Excerpts from a location annotation dataset:
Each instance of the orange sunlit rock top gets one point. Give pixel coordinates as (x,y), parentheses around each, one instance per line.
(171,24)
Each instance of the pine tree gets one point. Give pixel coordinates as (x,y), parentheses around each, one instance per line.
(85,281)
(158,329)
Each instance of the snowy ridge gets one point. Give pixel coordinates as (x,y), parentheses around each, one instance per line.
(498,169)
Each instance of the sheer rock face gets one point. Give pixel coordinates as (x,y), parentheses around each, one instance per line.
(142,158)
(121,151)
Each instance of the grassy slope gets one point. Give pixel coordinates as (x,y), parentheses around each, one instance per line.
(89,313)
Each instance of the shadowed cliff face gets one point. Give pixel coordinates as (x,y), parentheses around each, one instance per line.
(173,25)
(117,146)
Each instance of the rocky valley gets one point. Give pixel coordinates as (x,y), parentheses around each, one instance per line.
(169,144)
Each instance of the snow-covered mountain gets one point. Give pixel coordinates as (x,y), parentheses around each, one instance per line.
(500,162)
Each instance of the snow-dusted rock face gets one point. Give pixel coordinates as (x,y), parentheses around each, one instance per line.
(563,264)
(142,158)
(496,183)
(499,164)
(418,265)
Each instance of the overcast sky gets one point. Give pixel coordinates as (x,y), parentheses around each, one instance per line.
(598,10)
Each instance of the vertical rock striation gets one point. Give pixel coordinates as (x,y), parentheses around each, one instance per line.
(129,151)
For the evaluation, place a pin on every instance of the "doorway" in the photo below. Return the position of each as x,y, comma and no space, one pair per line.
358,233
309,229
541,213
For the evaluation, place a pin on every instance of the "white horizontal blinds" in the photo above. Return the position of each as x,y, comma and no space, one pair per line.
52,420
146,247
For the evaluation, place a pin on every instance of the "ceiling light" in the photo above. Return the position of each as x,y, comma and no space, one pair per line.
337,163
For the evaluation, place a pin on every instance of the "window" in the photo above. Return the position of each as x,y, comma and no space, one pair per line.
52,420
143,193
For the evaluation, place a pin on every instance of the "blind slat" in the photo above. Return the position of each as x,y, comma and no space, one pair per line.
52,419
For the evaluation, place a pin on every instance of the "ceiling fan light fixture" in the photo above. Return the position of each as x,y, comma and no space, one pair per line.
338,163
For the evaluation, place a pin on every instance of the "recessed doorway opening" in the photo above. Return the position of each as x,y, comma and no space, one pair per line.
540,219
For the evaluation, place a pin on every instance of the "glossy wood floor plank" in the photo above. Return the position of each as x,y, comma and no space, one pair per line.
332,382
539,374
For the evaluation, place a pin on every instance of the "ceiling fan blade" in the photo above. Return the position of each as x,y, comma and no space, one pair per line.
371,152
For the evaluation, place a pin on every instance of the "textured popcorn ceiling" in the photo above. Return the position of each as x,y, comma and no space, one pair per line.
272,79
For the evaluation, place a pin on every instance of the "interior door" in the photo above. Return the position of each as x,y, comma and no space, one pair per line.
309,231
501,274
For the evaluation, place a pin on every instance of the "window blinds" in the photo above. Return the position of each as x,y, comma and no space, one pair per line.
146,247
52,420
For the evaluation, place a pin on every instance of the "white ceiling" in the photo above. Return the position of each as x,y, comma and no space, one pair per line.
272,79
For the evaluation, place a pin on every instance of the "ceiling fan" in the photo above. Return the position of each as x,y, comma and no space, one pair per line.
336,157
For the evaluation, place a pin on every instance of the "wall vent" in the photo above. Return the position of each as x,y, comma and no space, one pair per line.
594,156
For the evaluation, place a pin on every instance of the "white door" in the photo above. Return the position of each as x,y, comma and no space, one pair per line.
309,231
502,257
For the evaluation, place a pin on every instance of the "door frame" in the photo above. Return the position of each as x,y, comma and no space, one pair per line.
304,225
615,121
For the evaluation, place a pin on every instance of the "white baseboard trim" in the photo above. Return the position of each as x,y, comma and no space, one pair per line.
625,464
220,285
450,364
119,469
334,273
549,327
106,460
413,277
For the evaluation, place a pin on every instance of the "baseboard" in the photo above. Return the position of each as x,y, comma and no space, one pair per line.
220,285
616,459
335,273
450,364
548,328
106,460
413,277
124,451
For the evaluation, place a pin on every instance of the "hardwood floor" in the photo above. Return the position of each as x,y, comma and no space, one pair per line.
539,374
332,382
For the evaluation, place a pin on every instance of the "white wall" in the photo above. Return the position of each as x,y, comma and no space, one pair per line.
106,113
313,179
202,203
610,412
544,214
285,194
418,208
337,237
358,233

--

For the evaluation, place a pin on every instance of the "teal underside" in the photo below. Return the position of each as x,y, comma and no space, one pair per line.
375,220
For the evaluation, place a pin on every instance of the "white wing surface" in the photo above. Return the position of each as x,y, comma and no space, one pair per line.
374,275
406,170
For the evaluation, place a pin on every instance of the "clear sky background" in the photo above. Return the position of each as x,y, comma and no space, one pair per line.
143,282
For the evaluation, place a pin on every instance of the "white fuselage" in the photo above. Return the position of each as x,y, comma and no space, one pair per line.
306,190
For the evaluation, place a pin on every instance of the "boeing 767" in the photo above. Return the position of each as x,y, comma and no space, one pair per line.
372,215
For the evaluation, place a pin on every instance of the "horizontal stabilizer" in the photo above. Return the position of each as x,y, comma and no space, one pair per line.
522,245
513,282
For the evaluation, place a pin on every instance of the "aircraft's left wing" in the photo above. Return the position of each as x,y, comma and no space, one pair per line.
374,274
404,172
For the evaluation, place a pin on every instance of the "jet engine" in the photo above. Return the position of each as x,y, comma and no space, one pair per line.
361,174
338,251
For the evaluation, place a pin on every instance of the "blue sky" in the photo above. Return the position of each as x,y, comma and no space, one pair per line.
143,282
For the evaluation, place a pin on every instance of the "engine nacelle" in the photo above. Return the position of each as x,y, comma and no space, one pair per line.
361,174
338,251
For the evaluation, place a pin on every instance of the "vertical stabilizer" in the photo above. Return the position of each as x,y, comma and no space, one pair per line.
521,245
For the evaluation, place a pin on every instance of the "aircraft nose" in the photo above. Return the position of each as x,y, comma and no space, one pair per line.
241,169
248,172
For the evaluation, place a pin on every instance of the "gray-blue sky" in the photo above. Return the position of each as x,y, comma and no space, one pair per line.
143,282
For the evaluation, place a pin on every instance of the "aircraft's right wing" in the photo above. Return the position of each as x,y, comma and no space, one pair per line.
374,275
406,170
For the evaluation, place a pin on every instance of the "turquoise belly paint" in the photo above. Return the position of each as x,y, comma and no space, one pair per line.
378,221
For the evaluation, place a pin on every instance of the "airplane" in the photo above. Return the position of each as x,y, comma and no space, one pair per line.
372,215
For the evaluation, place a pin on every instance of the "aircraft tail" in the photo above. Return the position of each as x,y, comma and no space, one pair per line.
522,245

--

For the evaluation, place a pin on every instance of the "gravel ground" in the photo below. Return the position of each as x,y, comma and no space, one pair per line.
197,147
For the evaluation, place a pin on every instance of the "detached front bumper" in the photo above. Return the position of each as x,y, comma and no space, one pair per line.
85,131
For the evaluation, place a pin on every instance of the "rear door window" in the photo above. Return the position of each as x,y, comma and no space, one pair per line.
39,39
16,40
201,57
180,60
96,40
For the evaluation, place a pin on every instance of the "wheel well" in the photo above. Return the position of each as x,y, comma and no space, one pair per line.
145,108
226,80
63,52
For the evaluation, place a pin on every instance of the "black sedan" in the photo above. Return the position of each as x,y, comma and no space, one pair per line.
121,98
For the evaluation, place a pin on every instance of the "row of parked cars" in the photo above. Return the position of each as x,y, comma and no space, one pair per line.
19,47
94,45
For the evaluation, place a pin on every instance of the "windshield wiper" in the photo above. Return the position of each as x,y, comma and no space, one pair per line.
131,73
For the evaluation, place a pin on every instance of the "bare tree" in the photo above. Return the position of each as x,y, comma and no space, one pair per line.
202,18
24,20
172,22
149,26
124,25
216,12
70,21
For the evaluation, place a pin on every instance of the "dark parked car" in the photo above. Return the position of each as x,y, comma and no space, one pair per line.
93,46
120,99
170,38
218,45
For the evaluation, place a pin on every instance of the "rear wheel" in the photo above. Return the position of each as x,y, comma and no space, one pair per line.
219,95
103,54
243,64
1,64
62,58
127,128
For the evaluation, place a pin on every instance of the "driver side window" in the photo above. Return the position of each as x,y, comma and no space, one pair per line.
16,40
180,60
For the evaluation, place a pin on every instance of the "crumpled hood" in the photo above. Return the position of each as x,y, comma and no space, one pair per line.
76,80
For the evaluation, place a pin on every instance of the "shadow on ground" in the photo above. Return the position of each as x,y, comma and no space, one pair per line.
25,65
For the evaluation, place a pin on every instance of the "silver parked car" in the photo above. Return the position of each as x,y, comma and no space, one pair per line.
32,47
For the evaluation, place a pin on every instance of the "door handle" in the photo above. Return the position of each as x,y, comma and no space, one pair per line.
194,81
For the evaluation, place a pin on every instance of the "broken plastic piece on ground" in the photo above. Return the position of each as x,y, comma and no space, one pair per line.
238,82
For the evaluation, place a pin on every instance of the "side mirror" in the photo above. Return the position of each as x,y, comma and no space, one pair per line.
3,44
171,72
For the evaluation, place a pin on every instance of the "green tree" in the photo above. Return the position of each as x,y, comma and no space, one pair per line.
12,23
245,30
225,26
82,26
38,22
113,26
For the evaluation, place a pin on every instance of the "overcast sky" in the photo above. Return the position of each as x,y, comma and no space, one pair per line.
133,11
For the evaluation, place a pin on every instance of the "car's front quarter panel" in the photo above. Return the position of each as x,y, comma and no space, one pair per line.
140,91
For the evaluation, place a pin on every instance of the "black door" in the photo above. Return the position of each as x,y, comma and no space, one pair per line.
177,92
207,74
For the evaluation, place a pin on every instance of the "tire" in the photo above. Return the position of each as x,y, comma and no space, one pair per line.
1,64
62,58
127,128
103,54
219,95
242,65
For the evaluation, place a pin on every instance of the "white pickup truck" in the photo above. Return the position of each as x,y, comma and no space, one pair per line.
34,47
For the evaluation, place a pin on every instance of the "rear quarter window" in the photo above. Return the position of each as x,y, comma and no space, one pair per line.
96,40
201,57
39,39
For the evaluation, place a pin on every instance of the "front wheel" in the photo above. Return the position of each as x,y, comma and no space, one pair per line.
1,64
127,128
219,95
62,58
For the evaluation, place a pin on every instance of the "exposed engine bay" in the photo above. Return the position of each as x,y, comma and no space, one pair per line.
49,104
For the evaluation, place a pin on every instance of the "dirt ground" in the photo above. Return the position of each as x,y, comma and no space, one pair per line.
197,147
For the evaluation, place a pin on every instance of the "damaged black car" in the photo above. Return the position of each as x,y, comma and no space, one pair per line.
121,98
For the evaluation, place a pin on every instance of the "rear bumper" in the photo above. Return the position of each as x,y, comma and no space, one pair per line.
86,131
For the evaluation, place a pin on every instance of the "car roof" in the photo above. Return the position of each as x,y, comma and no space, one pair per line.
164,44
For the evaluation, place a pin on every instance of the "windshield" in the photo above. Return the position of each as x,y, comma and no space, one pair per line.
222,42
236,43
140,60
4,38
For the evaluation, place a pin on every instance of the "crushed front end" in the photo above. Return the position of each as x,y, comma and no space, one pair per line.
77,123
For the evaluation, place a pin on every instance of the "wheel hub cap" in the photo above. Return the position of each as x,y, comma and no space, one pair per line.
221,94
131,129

REQUIRED WORK -
Which lines in the entries contain the string "blue", matching case exactly? Report each of those lines in full.

FINISHED TASK -
For the evaluation, place a pin on every instance of the "blue sky" in the photo above. Return the position of each as x,y, comma and no space, one pair per line.
For the evaluation, place a pin on every instance of the "gray-blue sky" in the photo above. Return the position of each as x,y, comma and no space, one pair per line.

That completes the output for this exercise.